* [TO BE DONE]:
Lines before the one containing "Task: find each instance of the forearm" are excluded; reproduce that line and all lines after it in the entries below, exactly.

Pointing dataset excerpts:
+-------+

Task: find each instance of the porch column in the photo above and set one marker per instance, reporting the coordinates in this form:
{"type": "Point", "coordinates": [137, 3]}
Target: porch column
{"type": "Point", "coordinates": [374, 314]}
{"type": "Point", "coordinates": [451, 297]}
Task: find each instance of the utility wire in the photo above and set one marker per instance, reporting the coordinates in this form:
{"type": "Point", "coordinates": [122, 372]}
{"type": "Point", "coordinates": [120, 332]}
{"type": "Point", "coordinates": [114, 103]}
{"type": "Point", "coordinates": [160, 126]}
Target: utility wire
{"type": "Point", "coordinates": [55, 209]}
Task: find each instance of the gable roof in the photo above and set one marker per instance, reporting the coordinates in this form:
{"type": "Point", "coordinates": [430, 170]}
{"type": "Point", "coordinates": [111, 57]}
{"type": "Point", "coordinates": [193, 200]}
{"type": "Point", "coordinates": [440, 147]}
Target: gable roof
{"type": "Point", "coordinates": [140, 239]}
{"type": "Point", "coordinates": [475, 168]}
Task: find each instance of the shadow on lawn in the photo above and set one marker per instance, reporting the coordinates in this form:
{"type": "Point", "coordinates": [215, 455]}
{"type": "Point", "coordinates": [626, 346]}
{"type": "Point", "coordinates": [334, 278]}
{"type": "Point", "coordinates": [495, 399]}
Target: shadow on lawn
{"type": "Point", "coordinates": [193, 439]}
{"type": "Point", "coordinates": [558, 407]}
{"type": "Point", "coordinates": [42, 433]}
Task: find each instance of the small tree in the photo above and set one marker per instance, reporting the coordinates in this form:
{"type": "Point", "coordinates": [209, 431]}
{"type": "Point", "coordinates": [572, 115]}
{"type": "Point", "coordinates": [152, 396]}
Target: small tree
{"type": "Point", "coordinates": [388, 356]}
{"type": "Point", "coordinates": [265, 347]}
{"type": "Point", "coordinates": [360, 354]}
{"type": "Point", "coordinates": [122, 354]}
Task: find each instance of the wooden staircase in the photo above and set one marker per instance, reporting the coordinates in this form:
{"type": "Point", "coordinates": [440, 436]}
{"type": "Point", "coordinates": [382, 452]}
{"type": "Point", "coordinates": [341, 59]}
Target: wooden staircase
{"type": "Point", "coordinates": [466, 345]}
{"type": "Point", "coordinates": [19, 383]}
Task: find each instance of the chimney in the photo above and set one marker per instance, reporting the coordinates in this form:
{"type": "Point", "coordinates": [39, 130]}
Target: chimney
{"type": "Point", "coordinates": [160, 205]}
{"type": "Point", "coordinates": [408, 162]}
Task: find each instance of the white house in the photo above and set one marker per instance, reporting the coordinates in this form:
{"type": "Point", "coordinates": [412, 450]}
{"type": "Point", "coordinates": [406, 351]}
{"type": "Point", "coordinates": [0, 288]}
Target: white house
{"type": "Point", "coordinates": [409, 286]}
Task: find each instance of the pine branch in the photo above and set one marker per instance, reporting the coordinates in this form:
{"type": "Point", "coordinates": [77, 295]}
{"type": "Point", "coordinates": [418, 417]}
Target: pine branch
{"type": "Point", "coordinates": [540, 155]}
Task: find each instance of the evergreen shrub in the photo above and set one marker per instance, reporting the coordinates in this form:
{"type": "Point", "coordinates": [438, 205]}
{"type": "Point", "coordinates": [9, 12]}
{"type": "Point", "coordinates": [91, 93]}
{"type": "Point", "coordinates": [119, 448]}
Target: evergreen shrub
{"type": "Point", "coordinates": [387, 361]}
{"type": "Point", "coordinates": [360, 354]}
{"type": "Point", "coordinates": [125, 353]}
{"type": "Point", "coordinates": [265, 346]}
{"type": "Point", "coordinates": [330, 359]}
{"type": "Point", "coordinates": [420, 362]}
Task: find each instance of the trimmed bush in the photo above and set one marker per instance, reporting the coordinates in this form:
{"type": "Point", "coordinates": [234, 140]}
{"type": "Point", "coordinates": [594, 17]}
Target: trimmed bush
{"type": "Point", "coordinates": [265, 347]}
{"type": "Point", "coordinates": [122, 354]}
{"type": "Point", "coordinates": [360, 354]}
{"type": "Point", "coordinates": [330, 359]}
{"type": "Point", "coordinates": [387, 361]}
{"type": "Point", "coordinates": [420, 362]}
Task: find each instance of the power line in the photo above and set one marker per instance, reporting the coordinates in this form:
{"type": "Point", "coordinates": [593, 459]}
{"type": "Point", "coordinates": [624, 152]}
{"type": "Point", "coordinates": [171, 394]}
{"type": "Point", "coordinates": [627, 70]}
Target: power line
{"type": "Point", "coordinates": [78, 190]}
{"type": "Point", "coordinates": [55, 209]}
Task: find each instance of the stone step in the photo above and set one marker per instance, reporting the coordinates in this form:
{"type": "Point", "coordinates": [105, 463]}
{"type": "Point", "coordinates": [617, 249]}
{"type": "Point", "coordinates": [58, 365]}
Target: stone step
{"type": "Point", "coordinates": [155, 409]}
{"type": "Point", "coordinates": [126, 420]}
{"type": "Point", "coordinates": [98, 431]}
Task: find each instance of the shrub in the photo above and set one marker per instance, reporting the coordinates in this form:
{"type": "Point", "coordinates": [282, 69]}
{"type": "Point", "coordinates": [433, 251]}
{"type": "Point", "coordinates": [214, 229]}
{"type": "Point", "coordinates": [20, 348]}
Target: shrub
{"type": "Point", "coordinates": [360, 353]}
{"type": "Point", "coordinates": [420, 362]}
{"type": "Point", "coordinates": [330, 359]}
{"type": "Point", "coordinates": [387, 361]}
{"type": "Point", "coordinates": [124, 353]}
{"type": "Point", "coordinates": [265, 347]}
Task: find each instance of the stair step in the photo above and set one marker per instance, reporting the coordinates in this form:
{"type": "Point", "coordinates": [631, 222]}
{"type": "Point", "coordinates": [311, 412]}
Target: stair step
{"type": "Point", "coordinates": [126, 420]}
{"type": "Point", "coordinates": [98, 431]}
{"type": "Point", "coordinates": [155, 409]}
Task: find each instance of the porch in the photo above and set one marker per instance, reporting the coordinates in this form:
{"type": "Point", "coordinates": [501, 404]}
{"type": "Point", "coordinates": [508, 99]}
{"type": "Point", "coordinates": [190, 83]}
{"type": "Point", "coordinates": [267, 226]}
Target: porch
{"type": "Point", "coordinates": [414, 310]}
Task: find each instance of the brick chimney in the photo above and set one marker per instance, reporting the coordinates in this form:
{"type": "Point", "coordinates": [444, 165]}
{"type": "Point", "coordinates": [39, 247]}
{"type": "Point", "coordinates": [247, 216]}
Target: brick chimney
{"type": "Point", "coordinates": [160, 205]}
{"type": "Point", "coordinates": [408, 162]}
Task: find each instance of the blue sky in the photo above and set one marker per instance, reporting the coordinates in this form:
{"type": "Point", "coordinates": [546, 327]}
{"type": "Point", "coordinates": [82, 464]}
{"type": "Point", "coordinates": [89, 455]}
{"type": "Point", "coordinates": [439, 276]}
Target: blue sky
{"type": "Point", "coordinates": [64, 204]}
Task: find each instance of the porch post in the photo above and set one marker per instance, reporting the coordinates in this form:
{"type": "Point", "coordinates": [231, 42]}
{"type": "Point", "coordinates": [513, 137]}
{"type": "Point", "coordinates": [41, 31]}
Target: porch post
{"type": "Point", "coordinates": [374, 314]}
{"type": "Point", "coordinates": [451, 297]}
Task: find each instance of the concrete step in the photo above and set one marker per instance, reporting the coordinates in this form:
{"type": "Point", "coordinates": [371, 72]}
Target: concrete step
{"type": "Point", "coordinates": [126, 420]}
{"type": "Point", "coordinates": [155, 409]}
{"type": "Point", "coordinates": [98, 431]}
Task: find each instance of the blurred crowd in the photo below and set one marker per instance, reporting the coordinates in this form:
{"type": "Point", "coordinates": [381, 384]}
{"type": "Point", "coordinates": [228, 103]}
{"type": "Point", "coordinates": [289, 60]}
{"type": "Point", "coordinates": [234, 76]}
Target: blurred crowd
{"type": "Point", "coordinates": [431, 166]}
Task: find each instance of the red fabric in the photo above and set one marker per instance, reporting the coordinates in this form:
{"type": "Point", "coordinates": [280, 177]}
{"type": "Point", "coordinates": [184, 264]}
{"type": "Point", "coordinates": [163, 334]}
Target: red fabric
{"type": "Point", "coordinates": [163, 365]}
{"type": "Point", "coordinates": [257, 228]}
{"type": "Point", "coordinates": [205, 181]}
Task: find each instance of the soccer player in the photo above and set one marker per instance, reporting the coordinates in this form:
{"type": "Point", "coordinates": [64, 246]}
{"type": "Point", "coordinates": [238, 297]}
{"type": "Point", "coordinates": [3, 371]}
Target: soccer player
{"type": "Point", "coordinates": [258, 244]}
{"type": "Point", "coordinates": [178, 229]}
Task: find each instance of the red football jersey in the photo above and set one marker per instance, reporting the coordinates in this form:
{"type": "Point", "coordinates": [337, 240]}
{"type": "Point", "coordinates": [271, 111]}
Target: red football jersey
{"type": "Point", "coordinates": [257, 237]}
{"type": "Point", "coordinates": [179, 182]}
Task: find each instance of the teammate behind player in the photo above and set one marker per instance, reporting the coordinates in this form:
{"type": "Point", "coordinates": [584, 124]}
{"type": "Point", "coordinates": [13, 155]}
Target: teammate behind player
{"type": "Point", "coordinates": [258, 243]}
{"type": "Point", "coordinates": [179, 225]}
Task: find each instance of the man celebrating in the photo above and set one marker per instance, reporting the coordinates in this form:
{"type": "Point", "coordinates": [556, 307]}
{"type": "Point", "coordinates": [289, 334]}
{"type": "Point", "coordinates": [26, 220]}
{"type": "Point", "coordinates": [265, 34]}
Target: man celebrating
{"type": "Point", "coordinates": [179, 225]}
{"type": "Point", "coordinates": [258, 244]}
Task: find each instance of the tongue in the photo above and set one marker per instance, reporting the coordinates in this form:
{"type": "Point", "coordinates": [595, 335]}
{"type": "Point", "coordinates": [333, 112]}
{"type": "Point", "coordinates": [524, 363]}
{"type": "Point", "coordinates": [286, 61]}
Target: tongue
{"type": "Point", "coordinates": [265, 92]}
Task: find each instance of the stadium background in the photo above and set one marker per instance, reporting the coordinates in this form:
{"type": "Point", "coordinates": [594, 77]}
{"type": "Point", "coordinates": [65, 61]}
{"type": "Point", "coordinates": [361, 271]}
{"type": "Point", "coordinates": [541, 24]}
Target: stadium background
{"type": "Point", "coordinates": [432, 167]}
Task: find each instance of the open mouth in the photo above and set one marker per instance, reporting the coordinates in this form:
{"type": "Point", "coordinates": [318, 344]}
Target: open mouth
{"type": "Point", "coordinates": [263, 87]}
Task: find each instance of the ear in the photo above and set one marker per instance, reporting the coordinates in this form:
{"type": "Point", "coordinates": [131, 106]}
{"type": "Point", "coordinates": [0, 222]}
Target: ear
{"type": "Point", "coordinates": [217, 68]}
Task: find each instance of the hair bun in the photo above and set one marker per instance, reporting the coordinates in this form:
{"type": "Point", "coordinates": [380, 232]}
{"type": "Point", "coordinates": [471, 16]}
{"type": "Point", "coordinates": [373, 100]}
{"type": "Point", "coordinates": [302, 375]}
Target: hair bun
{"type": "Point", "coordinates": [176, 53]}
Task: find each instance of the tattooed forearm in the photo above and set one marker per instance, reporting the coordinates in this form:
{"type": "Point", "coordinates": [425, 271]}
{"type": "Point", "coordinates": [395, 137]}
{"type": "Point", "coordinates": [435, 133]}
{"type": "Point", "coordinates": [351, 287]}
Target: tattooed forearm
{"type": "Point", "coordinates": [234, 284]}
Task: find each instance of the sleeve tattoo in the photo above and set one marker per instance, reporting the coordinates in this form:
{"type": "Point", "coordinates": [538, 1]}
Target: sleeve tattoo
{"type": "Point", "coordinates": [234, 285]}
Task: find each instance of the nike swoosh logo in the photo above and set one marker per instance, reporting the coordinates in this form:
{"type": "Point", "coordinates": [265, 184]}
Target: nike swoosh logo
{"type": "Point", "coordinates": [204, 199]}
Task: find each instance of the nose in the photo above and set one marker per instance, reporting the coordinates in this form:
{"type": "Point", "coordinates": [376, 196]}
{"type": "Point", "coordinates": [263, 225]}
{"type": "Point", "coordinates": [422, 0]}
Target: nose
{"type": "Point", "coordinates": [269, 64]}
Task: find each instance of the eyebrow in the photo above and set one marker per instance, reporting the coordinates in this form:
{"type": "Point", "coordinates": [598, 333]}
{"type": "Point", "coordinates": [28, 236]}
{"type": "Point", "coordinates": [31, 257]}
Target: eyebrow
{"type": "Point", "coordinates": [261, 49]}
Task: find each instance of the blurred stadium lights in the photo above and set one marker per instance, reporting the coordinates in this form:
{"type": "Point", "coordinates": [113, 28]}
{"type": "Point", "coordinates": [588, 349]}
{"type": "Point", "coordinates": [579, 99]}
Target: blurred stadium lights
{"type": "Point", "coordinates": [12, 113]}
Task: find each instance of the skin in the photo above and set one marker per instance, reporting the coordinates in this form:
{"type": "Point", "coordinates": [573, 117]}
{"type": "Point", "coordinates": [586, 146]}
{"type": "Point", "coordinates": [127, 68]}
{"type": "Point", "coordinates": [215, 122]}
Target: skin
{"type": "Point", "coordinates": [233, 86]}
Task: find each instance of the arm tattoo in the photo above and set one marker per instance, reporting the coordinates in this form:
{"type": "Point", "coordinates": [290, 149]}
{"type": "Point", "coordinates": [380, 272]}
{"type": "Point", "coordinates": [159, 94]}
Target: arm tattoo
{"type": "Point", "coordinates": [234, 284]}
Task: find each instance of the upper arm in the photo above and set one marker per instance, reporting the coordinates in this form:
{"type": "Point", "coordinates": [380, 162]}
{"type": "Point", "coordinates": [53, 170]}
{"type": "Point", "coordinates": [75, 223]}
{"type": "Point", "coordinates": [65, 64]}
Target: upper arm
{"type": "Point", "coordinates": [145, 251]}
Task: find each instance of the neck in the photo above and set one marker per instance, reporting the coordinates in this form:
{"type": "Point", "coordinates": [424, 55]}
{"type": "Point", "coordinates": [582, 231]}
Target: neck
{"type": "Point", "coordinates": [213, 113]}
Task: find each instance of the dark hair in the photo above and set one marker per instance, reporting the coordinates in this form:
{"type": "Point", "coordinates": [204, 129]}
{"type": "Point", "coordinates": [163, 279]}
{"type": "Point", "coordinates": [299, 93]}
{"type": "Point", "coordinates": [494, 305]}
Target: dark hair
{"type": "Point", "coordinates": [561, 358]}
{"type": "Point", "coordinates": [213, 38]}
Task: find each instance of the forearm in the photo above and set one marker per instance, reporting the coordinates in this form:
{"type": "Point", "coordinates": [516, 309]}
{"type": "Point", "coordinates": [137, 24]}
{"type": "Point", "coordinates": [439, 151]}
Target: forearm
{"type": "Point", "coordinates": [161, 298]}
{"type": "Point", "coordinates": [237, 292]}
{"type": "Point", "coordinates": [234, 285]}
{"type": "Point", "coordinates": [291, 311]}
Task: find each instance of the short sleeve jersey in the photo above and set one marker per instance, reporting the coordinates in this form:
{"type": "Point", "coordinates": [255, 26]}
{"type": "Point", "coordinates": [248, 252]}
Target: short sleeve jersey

+-------+

* [WRITTEN SOLUTION]:
Task: find each instance of the forearm in the photo above and set one marker per instance, reporting the coordinates in this form:
{"type": "Point", "coordinates": [516, 309]}
{"type": "Point", "coordinates": [137, 24]}
{"type": "Point", "coordinates": [439, 151]}
Target: forearm
{"type": "Point", "coordinates": [161, 298]}
{"type": "Point", "coordinates": [237, 292]}
{"type": "Point", "coordinates": [234, 285]}
{"type": "Point", "coordinates": [291, 311]}
Task: find each instance of the short sleeve jersey in the photo above and set one marker per instance, reporting the coordinates in this form:
{"type": "Point", "coordinates": [255, 26]}
{"type": "Point", "coordinates": [248, 252]}
Target: short sleeve jersey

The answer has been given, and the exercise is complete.